An exact copy of the listing is required, with its pictures removed.

[[ Information shown, beginning ]]

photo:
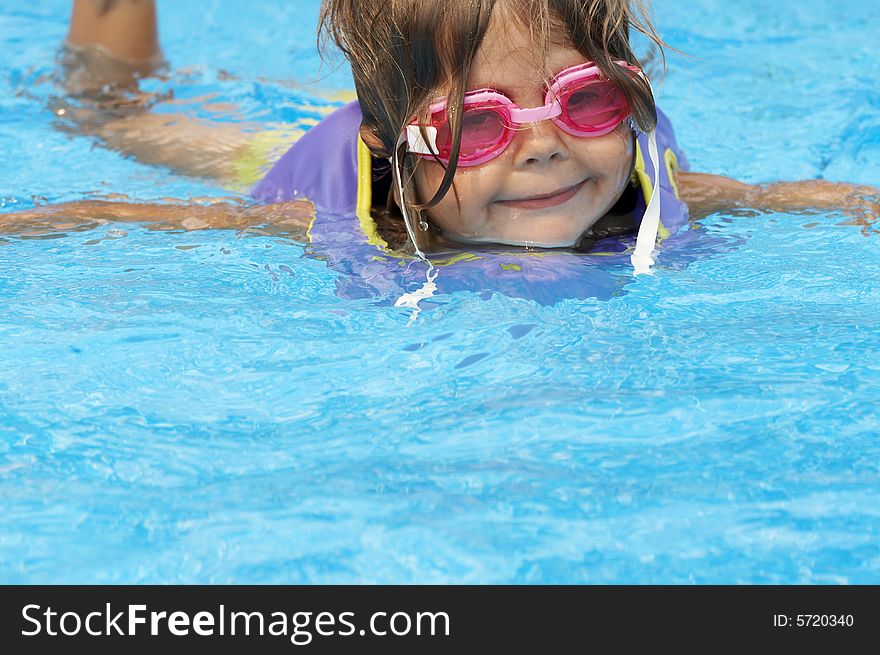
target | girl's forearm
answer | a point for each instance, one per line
(290, 219)
(125, 29)
(706, 194)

[[ Information shown, end ]]

» **Your response**:
photo:
target | girl's forearm
answer | a point for each instance, one per line
(290, 219)
(125, 29)
(706, 194)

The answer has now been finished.